_Information supplied_:
===

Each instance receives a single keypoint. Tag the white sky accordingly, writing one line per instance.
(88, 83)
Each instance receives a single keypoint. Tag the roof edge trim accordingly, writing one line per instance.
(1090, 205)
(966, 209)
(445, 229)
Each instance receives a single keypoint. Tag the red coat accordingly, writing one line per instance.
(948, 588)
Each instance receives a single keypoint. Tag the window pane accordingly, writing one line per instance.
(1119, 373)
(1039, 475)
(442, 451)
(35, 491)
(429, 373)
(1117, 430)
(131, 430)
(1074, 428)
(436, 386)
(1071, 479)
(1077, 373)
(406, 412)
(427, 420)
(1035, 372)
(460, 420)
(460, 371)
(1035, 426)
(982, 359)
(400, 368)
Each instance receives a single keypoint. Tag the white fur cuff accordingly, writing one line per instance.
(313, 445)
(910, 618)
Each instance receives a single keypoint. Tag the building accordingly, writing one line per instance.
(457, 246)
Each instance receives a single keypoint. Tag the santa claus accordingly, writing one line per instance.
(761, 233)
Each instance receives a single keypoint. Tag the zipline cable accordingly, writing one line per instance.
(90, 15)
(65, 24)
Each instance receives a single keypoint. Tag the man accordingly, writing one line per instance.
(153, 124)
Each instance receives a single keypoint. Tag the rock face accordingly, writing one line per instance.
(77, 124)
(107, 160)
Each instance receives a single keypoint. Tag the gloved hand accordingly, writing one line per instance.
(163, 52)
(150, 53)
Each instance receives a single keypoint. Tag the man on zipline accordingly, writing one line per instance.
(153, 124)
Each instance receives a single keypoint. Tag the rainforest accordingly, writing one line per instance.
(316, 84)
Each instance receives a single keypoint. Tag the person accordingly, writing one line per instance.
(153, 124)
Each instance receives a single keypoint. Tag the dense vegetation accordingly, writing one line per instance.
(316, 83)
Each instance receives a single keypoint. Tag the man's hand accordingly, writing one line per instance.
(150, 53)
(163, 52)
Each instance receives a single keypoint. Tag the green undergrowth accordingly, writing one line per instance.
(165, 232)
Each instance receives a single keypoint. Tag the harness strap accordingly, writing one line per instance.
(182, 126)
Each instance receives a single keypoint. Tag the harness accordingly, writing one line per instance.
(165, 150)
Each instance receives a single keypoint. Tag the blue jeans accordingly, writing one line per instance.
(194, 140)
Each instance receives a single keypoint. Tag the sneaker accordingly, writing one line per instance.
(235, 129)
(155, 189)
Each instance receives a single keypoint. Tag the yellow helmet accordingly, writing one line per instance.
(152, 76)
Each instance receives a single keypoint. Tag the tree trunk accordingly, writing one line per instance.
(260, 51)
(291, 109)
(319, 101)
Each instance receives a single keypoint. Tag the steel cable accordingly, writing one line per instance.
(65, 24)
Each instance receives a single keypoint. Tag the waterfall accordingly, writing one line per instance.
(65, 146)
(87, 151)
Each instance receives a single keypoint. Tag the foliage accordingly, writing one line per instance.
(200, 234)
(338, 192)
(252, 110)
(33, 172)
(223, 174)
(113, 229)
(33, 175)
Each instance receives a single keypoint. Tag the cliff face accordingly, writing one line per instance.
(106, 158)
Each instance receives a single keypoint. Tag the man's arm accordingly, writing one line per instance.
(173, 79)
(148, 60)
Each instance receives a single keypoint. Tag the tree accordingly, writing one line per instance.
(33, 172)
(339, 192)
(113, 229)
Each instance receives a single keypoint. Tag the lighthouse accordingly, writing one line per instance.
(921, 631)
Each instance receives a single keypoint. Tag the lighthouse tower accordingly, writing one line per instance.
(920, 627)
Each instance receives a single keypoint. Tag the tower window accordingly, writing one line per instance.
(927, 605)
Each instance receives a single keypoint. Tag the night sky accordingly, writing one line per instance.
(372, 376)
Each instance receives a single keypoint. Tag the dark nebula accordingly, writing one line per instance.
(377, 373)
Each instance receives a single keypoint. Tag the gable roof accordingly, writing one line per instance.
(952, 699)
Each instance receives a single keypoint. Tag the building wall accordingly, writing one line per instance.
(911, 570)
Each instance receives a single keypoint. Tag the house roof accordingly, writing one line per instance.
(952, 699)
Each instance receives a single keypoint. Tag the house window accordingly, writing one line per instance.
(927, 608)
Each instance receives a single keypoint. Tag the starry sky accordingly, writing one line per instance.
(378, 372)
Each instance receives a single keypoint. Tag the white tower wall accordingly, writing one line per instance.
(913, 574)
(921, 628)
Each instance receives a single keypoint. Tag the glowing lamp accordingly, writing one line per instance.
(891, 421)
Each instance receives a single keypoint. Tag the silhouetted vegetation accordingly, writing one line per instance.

===

_To be done_:
Copy out every line above word for word, in the same order.

_Exercise response_:
Each instance receives a single keypoint. Tag the white sky accordingly, writing one line per instance.
(88, 83)
Each instance receives a single keypoint. Tag the roof edge trim accordingly, writing one line per instance.
(1090, 205)
(966, 209)
(445, 229)
Each instance receives a single keypoint. Tag the red coat accordingly, writing one line per instance.
(948, 588)
Each instance receives a single keypoint. Tag the window pane accordingly, writing one line per instance.
(1119, 373)
(1039, 475)
(442, 451)
(35, 491)
(429, 373)
(1117, 430)
(131, 430)
(1074, 428)
(436, 386)
(1071, 479)
(1077, 373)
(406, 412)
(427, 420)
(1035, 372)
(460, 420)
(460, 371)
(1035, 426)
(982, 359)
(400, 368)
Each instance receives a single keypoint. Tag the white fur cuff accordingly, writing one line per instance.
(313, 445)
(910, 618)
Each instance receives a single keypoint. Tag the building accordingly, writing one line per instance.
(457, 246)
Each instance receives a single keypoint. Tag the santa claus accordingly, writing one line per instance.
(761, 233)
Each instance receives a single keypoint. Tag the zipline cable accordingly, writing one line per instance.
(90, 15)
(65, 24)
Each instance receives a single keypoint. Tag the man accordingly, writing one line per instance.
(153, 124)
Each instance receives a single keypoint. Tag the rock face accordingly, writing one line per instance.
(77, 124)
(107, 160)
Each instance receives a single keypoint. Tag the gloved hand accordingly, writing one line per instance.
(163, 52)
(150, 53)
Each instance receives a single keypoint. Tag the man on zipline accordingly, writing one line per instance.
(153, 124)
Each instance receives a single keypoint. Tag the rainforest accordingly, writing one line per instance.
(316, 84)
Each instance receives a single keypoint. Tag the person accordingly, writing one line per instance.
(153, 124)
Each instance receives a single keypoint. Tag the dense vegetation accordingly, writing one line per instance.
(316, 83)
Each instance receives a single keypoint. Tag the man's hand accordingly, writing one line per instance.
(150, 53)
(163, 52)
Each instance receives a single keypoint. Tag the green undergrowth accordingly, writing one line per instance.
(165, 232)
Each instance receives a single keypoint. Tag the harness strap accordingly, writing one line per instance.
(182, 126)
Each instance receives a single keypoint. Tag the harness accordingly, writing one line per instance.
(165, 150)
Each instance receives a single keypoint. Tag the blue jeans accordingly, writing one line per instance.
(194, 140)
Each instance receives a single keypoint. Tag the sneaker accordingly, writing one line per instance.
(235, 129)
(155, 189)
Each instance receives a single keypoint. Tag the yellow helmet accordingly, writing one line per instance.
(152, 76)
Each instance receives a single keypoint. Tag the tree trunk accordingly, writing one line per instance.
(260, 51)
(291, 109)
(319, 101)
Each instance receives a single keypoint. Tag the steel cable accordingly, writing one line per instance.
(65, 24)
Each instance receives a single keypoint. Tag the waterfall accordingly, writing one line per instance.
(65, 146)
(87, 151)
Each instance receives a single keypoint. Tag the foliage accordingly, writing one line per instance.
(200, 234)
(338, 192)
(252, 110)
(33, 172)
(223, 174)
(113, 229)
(33, 175)
Each instance receives a single keypoint. Tag the cliff face accordingly, writing one line per instance.
(106, 158)
Each instance receives a single keypoint. Tag the man's arm accordingly, writing one line per instance.
(173, 79)
(148, 60)
Each instance receives a single keypoint. Tag the tree accordingly, writing one line per instance.
(33, 172)
(339, 192)
(113, 229)
Each instance receives a single keypoint. Tag the lighthouse accordingly, writing one line per instance.
(921, 631)
Each instance receives a single keypoint. Tag the lighthouse tower accordingly, writing one line per instance.
(920, 627)
Each instance receives a single keypoint. Tag the tower window accordingly, writing one line per instance.
(927, 605)
Each instance receives a single keypoint. Tag the night sky accordingly, writing one line per instance.
(372, 376)
Each instance receives a single keypoint. Tag the dark nebula accordingly, writing one line per instance.
(377, 373)
Each instance receives a single keypoint. Tag the gable roof accordingly, writing one line per instance.
(952, 699)
Each instance receives a single keypoint. Tag the building wall accordingly, writing one line per instance.
(911, 570)
Each instance receives a single keypoint. Tag the house roof accordingly, writing one line per instance.
(952, 699)
Each instance receives a single keypoint. Tag the house window accordingly, writing one line per instance.
(927, 608)
Each instance receives a single keypoint. Tag the starry sky accordingly, writing one line per instance.
(378, 372)
Each instance receives a single keypoint. Tag the white tower wall accordingly, writing one line per instance.
(913, 574)
(921, 628)
Each instance receives a single keypoint. Tag the glowing lamp accordingly, writing one line per instance.
(891, 421)
Each instance receives a single keypoint. Tag the silhouetted vegetation accordingly, writing one line per instance.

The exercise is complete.